Passage to read:
━━━━

SSRs have been described as a robust tool for species identification, population genetics, and phylogenetic studies [68,69,70,71]. Fifty-two to eighty-nine SSRs were identified in seven Saxifraga species (Figure 6B; Table S4). S. granulata contained the largest number of SSRs. Among these repeats, the mononucleotide SSRs were the most abundant (36–64) and mainly constituted by A/T. Some regular repeats, such as A/T/C/G, AG/CT/AT, and AAT, were shared by all cp genomes, whereas other repeat units with more than four nucleotides, such as AATG/ATTC, AATAT/ATATT, and AATCCT/AGGATT, were much more distinct in the specific cp genome (Figure 6A). For all cp genomes, LSC consisted of the greatest number of SSRs and two IRs included the least, which was congruent with the regularity of Pi analysis mentioned earlier (Figure 6C). Repeats longer than 30 bp were also found in seven cp genomes. Only forward and palindromic repeats appeared in all Saxifraga cp genomes (Figure 6D; Table S5). Some large, dispersed repeats were thought to be associated with the rearrangement and played an important role in genome evolution [72,73,74]. In summary, these repeat sequences will be helpful for subsequent population genetics studies.

Figure 6

Repeats analysis among cp genomes of Saxifraga. (A) Distribution of all repeat units for SSRs in each species. (B) The number of different types for SSRs in each species. (C) Distribution of SSRs, respectively, in LSC, SSC, and IR regions. (D) The number of different types for long repeats.

3.6. Phylogenetic Analysis

To investigate the phylogenetic relationship of seven Saxifraga species in this study and the phylogenetic position of the Saxifraga genus in the Saxifragaceae family, 79 unique genes shared by the cp genomes of 50 species were applied to reconstruct the phylogenetic tree by both the ML and BI methods. All 50 species belonged to Saxifragales, within which 47 species were in the Saxifragaceae family, and 3 non-Saxifragaceae species, Myriophyllum spicatum (Haloragaceae), Ribes nevadense (Grossulariaceae), and Ribes roezlii, were set as outgroups. Both methods generated nearly identical topology, and all nodes were well supported with exceedingly high ML bootstrap and Bayesian posterior probability (Figure 7 and Figure S3). At the intrageneric level, S. stolonifera, S. granulata, and the rest of the Saxifraga species were divided into three clades. This result shared the same opinion with the previous phylogenetic study that S. stolonifera and S. granulate, respectively, belong to Sect. Irregulares and Sect. Saxifraga, and the rest of the species are located at Sect. Ciliatae [22]. In addition, Saxifraga species formed a monophyletic clade and were separate from all other species and groups in the Saxifragaceae family, which confirmed another previous study at the family level [75]. This suggested that the whole cp genomes could provide a high resolution of genetic information for an accurate phylogenetic relationship. Some researchers also pointed out that the cp genome could be utilized to accurately parse monophyletic phylogeny, while more complex phylogeny events, such as hybridization and plastid capture, needed nuclear sequence information to be united [76].

━━━━

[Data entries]
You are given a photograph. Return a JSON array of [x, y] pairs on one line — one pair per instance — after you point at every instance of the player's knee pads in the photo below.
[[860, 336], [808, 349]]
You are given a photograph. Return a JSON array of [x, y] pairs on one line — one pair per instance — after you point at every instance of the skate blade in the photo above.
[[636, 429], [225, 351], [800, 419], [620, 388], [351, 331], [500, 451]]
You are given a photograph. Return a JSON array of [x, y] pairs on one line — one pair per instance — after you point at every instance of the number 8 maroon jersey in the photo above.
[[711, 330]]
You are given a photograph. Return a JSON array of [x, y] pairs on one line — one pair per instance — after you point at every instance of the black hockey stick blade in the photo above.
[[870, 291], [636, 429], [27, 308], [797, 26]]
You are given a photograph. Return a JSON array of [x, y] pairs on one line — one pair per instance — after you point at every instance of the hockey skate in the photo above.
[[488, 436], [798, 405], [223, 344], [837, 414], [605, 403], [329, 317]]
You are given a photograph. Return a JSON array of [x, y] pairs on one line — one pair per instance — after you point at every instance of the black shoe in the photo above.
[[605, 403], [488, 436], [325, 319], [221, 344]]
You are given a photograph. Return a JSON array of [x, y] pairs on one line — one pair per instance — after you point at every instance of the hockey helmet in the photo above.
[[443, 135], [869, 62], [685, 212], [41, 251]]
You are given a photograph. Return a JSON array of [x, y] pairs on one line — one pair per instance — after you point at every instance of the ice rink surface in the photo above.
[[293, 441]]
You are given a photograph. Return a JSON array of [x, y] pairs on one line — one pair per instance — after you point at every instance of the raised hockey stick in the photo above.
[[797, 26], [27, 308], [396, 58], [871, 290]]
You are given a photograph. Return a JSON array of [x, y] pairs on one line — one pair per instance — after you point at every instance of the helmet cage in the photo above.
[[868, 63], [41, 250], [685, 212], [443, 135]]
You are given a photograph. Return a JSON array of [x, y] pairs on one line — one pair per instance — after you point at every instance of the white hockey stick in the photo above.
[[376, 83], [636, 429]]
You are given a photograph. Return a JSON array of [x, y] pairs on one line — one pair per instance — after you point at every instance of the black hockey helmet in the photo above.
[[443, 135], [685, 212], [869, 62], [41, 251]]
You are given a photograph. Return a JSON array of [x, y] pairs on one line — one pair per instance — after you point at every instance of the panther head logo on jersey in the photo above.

━━━━

Task set:
a) Based on the Saxifraga passage, decide whether each statement agrees with it. (i) Of the seven species, S. granulata had the most SSRs. (ii) The two IRs held more SSRs than any other region. (iii) All three outgroup species belonged to the Saxifragaceae family.
b) Summarize the Saxifraga passage in two sentences.
c) According to the Saxifraga passage, why can chloroplast genomes not resolve every kind of phylogenetic event on their own? Answer in one or two sentences.

Results for the exercise:
a)
(i) Yes: "S. granulata contained the largest number of SSRs."
(ii) No: "LSC consisted of the greatest number of SSRs and two IRs included the least."
(iii) No: "3 non-Saxifragaceae species, Myriophyllum spicatum (Haloragaceae), Ribes nevadense (Grossulariaceae), and Ribes roezlii, were set as outgroups."

b) The seven Saxifraga chloroplast genomes contained fifty-two to eighty-nine SSRs, mostly A/T mononucleotide repeats, with the most in the LSC region and the fewest in the IRs. A phylogenetic tree built from 79 shared genes of 50 species placed the Saxifraga species in three clades that match earlier sectional classifications and showed the genus to be monophyletic within Saxifragaceae.

c) The cp genome can accurately parse monophyletic phylogeny. More complex events, such as hybridization and plastid capture, need nuclear sequence information.